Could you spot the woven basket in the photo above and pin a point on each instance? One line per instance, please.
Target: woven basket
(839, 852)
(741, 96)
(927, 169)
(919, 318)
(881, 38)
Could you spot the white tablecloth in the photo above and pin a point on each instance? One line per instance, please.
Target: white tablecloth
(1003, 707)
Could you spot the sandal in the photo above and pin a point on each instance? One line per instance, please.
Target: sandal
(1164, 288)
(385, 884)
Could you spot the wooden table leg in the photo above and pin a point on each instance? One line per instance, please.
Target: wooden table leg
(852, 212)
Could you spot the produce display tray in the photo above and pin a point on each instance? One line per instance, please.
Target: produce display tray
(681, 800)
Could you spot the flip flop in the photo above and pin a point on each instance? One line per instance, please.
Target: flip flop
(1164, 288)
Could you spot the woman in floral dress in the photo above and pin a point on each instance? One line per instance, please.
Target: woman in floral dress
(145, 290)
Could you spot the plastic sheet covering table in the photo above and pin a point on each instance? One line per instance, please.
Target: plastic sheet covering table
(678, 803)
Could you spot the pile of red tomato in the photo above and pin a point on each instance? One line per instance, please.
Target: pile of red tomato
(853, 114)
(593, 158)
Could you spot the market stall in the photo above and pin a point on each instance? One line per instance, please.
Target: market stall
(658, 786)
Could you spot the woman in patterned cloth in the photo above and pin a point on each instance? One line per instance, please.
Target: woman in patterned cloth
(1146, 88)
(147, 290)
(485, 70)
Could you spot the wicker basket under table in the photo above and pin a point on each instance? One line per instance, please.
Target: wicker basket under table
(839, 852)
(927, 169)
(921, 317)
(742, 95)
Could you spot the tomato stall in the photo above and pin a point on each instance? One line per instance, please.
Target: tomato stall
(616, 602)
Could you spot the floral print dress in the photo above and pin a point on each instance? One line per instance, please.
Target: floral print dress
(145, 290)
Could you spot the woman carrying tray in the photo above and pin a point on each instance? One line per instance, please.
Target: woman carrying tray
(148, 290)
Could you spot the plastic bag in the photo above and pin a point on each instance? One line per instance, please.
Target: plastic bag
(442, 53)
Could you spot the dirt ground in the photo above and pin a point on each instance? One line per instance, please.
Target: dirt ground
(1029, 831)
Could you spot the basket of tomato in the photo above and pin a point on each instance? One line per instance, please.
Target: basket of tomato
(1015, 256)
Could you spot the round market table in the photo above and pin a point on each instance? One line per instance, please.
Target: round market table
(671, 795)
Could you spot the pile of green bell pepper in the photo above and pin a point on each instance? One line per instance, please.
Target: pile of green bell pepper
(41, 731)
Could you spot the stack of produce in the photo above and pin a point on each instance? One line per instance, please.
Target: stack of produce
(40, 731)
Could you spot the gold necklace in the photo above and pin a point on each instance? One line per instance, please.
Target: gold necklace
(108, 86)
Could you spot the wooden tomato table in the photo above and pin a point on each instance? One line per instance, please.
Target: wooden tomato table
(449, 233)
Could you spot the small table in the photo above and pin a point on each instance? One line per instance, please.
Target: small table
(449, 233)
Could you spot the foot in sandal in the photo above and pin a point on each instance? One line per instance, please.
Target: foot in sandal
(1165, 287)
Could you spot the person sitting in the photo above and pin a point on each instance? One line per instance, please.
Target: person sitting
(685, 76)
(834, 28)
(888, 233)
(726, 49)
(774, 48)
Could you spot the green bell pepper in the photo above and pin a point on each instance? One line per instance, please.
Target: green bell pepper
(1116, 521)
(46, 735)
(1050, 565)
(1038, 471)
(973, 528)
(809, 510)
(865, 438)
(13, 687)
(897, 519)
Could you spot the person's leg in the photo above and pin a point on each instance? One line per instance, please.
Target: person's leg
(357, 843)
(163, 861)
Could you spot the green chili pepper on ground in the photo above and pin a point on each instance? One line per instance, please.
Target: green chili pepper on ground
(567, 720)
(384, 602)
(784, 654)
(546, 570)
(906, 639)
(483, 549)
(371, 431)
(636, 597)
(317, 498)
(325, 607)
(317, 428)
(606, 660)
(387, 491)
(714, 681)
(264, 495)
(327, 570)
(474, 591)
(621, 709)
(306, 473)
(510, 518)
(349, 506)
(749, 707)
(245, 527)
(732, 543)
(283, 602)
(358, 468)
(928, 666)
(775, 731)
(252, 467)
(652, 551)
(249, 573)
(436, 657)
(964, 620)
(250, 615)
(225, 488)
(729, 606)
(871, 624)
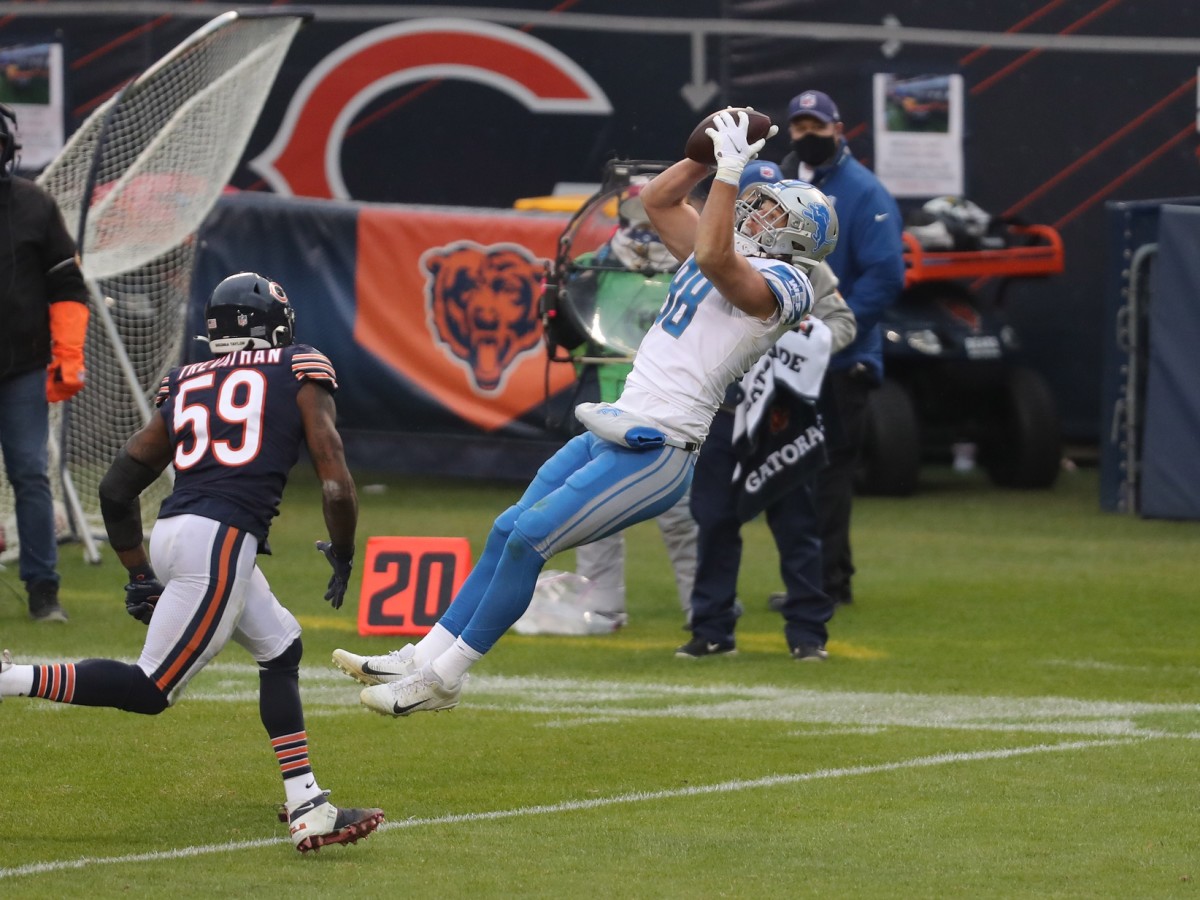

TASK INSTRUCTIONS: Now write out the data word for word, skipping every picture in it.

SOLUTION:
Could you spot the woven basket in the photo above and pin a point on each instance? One line per instance, please.
Target: woven basket
(839, 852)
(741, 96)
(927, 169)
(919, 318)
(881, 38)
Could you spot the white tablecloth in the photo above and pin a point on each instance? One line per instance, please.
Target: white tablecloth
(1003, 707)
Could you spot the sandal in the photo above and pin a point on each instance? One line per instance, please.
Target: sandal
(1164, 288)
(385, 884)
Could you spot the wooden table leg in the photo above and pin a point on each instance? One line per instance, please.
Target: wooden table leg
(852, 212)
Could you spot the produce display tray in the photo above and pin a point on each instance? One line per instance, please.
Target: produce display tray
(681, 800)
Could you spot the flip flop in the photo above and pin a point on each instance? One line per instance, please.
Target: flip flop
(1164, 288)
Could you spot the woman in floral dress in the photo above and pin a point on each instance? One line per instance, please.
Target: woman in floral dress
(145, 290)
Could you spot the plastic sheet covering table in the photo above and pin a point on each instance? One line per instance, please.
Target: plastic sheet covering table
(678, 803)
Could you spot the pile of red tomato in the photo above and pin a point on each instance? One line per instance, please.
Target: pile of red tomato
(853, 114)
(593, 158)
Could you spot the market stall in the photo above and pin a point on each instance? One line per instance, please.
Target: market stall
(658, 786)
Could you spot the woman in patterned cloth in the photo above and pin a point on each instance? One line per instance, please.
Target: woman in patterned cloth
(1146, 88)
(147, 290)
(485, 70)
Could you spot the wicker basket under table in the photo above and pin a point on each instance? One line per instance, please.
Target: wicker basket under table
(839, 852)
(927, 169)
(921, 317)
(742, 95)
Could you spot the tomato stall in the photo above and pin a point on each instance? One line per instance, please.
Target: tomato stall
(616, 602)
Could you spot the floral print dress in the photo above and pin a point on each instance? One line per instance, please.
Target: floral print dress
(145, 290)
Could you spot the woman carrying tray in the photo above and pin a point on each instance? One line per instance, please.
Target: woman carrying tray
(148, 290)
Could you spot the plastic bag in the photo above and pin a point on each instance? One line per instance, please.
Target: plastic bag
(442, 53)
Could you spot the dirt ground in the photo above and pin a point on each instance? One line per instance, please.
Target: dirt ground
(1029, 831)
Could you spot the basket of tomato in the photo above and pin a point on each instance? One line per instance, please.
Target: basket of tomato
(1015, 256)
Could you spot the round market table in the photo above and pin a point on each instance? One line per instance, please.
Target: round market table
(671, 795)
Could you spot the pile of green bell pepper in the photo above and pin a point on each instance? One line per instance, please.
Target: pile of green bell pepper
(41, 731)
Could you spot the stack of produce in the photo above and pin a point on each instance? One line per instance, please.
Target: stack of produce
(40, 731)
Could you spot the gold necklace in the photo above and pin a point on each instance? One line per instance, please.
Target: gold necklace
(108, 86)
Could you spot the wooden tomato table in the photo above and pin a point on each instance? One line per instance, please.
Target: wooden tomato table
(449, 233)
Could you spot the small table in the photo above and pin a point on each instance? One line per instance, please.
Target: small table
(449, 233)
Could you spot the foot in sandal in the photo above and pin a point on each instance? One line per instance, please.
Target: foot in sandal
(1165, 287)
Could you spot the person sitting in the photo above and pin a point on each instance? One line per instance, please.
Target: person sitting
(685, 76)
(834, 28)
(888, 233)
(726, 49)
(774, 48)
Could you spot the green bell pepper in the photo above and pin a point on each instance? One line per instance, please.
Target: green bell pepper
(1116, 521)
(46, 735)
(1050, 565)
(1038, 471)
(973, 528)
(809, 510)
(865, 438)
(13, 687)
(897, 519)
Could you spot the person's leg in the photo above and pin a point on each instance? One line per instance, please.
Target: person's leg
(357, 843)
(163, 861)
Could you spot the green chili pepper on ground in the photo above and pin a point on each instance? One line per instance, please.
Target: green chili pepper on ground
(567, 720)
(384, 602)
(784, 654)
(546, 570)
(906, 639)
(483, 549)
(371, 431)
(636, 597)
(317, 498)
(325, 607)
(317, 428)
(606, 660)
(387, 491)
(714, 681)
(264, 495)
(327, 570)
(474, 591)
(621, 709)
(306, 473)
(510, 518)
(349, 506)
(749, 707)
(245, 527)
(732, 543)
(283, 602)
(358, 468)
(928, 666)
(775, 731)
(252, 467)
(652, 551)
(249, 573)
(436, 657)
(964, 620)
(250, 615)
(225, 488)
(729, 606)
(871, 624)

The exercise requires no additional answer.